Shape boundary entries
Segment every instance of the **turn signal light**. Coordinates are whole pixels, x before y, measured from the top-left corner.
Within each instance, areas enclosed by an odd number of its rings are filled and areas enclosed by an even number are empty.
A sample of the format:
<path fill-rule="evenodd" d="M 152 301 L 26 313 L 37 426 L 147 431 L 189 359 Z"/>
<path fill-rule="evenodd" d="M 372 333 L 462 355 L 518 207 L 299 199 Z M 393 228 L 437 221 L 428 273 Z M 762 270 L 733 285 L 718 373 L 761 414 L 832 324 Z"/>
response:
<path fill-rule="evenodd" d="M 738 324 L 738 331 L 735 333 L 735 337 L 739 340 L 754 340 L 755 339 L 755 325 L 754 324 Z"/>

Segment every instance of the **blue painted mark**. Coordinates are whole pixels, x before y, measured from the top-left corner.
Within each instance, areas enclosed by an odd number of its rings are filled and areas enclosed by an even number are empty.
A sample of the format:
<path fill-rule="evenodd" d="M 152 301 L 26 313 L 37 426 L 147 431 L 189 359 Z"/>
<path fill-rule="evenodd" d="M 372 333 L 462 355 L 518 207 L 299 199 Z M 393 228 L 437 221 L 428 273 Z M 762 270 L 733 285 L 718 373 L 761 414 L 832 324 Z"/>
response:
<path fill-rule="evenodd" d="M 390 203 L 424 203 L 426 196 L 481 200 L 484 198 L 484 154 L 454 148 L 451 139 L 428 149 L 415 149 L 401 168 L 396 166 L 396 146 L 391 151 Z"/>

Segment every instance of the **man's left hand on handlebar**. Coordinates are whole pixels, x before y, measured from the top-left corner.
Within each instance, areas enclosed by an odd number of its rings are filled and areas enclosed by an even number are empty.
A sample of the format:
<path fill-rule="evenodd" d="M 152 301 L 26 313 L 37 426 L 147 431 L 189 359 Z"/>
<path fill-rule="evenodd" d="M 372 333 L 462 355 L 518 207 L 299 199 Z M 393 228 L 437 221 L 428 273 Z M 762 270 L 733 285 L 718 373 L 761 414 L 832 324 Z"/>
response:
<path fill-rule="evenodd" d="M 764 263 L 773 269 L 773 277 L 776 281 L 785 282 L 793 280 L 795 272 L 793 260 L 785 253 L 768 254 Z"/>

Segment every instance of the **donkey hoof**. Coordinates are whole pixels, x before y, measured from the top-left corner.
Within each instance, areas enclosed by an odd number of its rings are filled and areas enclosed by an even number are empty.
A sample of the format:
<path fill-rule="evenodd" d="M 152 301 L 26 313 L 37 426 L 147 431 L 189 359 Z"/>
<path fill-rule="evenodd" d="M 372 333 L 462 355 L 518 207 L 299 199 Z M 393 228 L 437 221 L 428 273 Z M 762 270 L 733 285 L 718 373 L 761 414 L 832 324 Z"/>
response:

◆ YOUR OBJECTIVE: Reproduce every line of the rows from the line containing "Segment every instance of the **man's" through the end of the rows, with both ends included and the requests unchanged, and increase every coordinate in the answers by 82.

◆ WRITTEN SOLUTION:
Segment every instance of the **man's left hand on handlebar**. Coordinates are whole pixels, x before y, measured from the top-left corner.
Within each instance, areas enclosed by an odd number of its rings are filled and areas enclosed by an even number are empty.
A sample of the format:
<path fill-rule="evenodd" d="M 152 301 L 26 313 L 37 426 L 147 431 L 189 359 Z"/>
<path fill-rule="evenodd" d="M 372 333 L 462 355 L 518 207 L 299 199 Z M 393 228 L 437 221 L 428 273 Z M 762 270 L 733 285 L 718 373 L 761 414 L 832 324 Z"/>
response:
<path fill-rule="evenodd" d="M 846 345 L 855 351 L 855 359 L 858 363 L 867 364 L 875 362 L 877 354 L 875 342 L 867 335 L 850 336 Z"/>

Segment every instance of the **donkey hoof**. Coordinates are whole pixels, x before y, measured from the top-left corner.
Within each instance, areas enclosed by an odd number of its rings are filled and areas enclosed by an even number are empty.
A sample of the format:
<path fill-rule="evenodd" d="M 152 301 L 26 313 L 37 426 L 147 431 L 189 359 Z"/>
<path fill-rule="evenodd" d="M 372 333 L 462 355 L 518 207 L 299 199 Z M 393 228 L 437 221 L 428 273 Z M 762 270 L 733 285 L 718 373 L 761 414 L 832 324 Z"/>
response:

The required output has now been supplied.